**WHAT NEEDS TO BE DONE**
Word for word, transcribe the data below.

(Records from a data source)

**********

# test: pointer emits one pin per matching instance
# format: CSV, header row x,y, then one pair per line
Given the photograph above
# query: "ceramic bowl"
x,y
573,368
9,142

**********

**ANSWER TO THIS EXERCISE**
# test: pointer emits one pin per matching instance
# format: CSV, header row x,y, then one pair per line
Given the photograph above
# query: "ceramic bowl"
x,y
573,368
9,142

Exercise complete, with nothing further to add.